Aim => Reproduce the records below in full, substituting "mark" for every occurrence of "spot" and leaving all other text unchanged.

Dataset records =>
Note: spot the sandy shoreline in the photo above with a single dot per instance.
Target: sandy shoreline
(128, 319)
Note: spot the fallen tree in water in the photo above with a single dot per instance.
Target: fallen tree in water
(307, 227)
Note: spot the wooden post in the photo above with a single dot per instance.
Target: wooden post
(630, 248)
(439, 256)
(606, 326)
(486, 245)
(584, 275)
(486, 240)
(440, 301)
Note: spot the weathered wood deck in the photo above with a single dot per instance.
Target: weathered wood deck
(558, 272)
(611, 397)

Written reply =>
Note: mark the sandy shoreline in the photo above with a single dot per instance.
Target: sandy shoreline
(128, 319)
Note: mark the fallen tree in water in the photo above with a single dot per instance.
Target: fallen tree in water
(307, 227)
Note: mark the wooden post in the photo above with a single dot per instance.
Target: wooden post
(630, 248)
(439, 256)
(606, 326)
(486, 245)
(584, 275)
(486, 240)
(440, 301)
Note: mark the weathered wood deck in the photo above with a single dot per instance.
Target: weathered wood deck
(558, 272)
(611, 397)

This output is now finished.